**AIM OF THE TASK**
Each entry needs to be reproduced exactly as it is.

[Stored dataset items]
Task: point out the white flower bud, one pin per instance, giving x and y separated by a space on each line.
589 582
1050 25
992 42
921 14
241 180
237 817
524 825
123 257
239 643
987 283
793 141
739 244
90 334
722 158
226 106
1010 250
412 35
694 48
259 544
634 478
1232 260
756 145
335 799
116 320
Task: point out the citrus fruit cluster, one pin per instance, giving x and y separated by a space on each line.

**SOLUTION BELOW**
Task: point out the white flower bud, one pin per instance, giving x and y separated by a space on each line.
589 582
1050 25
992 42
921 14
241 180
237 817
524 825
123 257
239 643
987 283
793 141
739 244
90 334
722 158
226 106
1010 250
412 35
694 48
259 544
634 478
1232 260
756 145
335 799
116 320
Task: point out the citrus fruit cluster, one pin per instance, giving x and y separated by a space on each line.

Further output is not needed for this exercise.